Data
----

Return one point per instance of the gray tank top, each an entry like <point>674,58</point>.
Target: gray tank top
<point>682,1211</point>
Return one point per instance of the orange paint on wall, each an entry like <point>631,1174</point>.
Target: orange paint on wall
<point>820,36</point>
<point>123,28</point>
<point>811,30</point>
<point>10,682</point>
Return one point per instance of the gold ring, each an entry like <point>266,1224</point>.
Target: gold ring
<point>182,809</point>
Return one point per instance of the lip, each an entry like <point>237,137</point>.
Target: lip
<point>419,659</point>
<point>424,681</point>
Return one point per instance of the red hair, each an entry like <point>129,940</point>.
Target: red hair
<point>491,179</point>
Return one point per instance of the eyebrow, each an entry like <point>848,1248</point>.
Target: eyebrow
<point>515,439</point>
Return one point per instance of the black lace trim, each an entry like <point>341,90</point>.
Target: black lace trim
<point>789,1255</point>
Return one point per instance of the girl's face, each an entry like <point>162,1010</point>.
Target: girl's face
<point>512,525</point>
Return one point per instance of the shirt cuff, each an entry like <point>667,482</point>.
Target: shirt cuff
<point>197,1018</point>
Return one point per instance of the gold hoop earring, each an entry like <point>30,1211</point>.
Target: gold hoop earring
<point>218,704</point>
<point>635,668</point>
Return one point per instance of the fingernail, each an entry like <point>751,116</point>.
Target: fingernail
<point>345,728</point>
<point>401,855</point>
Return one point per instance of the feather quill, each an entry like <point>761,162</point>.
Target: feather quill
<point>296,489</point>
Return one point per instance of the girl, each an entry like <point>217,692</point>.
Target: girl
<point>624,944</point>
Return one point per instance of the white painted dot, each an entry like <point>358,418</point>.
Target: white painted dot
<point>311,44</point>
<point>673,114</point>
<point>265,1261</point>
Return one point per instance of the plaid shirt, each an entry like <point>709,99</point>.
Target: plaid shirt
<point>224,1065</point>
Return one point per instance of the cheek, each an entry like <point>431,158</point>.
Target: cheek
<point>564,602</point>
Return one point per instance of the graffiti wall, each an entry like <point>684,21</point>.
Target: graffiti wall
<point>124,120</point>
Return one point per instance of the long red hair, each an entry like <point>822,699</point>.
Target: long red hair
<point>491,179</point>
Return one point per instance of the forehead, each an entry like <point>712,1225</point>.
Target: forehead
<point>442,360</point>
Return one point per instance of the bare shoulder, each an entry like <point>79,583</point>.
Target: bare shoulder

----

Your task
Reply with every line of the material above, unaltered.

The completed task
Return one point per instance of the gray tank top, each an entry like <point>674,58</point>.
Target: gray tank top
<point>682,1211</point>
Return one point per instance of the orange paint on wall, each an entry like <point>631,1174</point>.
Target: orange paint on wall
<point>820,36</point>
<point>123,28</point>
<point>811,30</point>
<point>10,682</point>
Return one point per instance of the gold ring, each an entry like <point>266,1224</point>.
Target: gold ring
<point>182,809</point>
Return one point per instance of the lip, each an entry like <point>237,137</point>.
Target: lip
<point>419,659</point>
<point>424,681</point>
Return one point per instance of the red hair, each an entry like <point>129,940</point>.
Target: red hair
<point>491,179</point>
Return one point per instance of the eyebrow, each an entry like <point>848,1248</point>.
Target: eyebrow
<point>515,439</point>
Return one point per instance of the black lace trim, each an entry like <point>341,90</point>.
Target: black lace trim
<point>789,1255</point>
Return one point per instance of the girl's face, each an entry like <point>162,1010</point>.
Target: girl's face
<point>512,525</point>
Return one point per instance of the shirt cuff, each an entry like <point>667,482</point>.
Target: shirt cuff
<point>197,1018</point>
Return one point per instance of the gold hoop earring, each an entry like <point>30,1211</point>.
Target: gold hoop earring
<point>218,704</point>
<point>635,668</point>
Return one point per instance of the fingernail, each an entry like <point>751,116</point>.
Target: fingernail
<point>345,728</point>
<point>401,855</point>
Return one point per instance of the feather quill, each an entry like <point>761,162</point>.
Target: feather quill
<point>296,489</point>
Return one point per instance of the girl, each an entry like <point>217,692</point>.
Target: girl
<point>624,944</point>
Return one point per instance of the white painted dot, each an entry like <point>358,418</point>.
Target: white painted dot
<point>311,44</point>
<point>673,114</point>
<point>265,1261</point>
Return one point per instance of the plaid shirt, each an entry like <point>709,99</point>.
Target: plaid shirt
<point>224,1065</point>
Return one point per instance of the cheek, each an entry like <point>431,158</point>.
Target: cheek
<point>564,602</point>
Return one point per instance of the graffiti wall, each an entry like <point>684,21</point>.
Target: graffiti wall
<point>124,120</point>
Return one point per instance of the long red hair, each an entry like <point>822,699</point>.
Target: long red hair
<point>491,179</point>
Return one point per instance of the forehead, each an entry like <point>712,1225</point>.
Target: forehead
<point>442,360</point>
Return one point per instance of the bare shoulder, each an entry like <point>79,583</point>.
Target: bare shoulder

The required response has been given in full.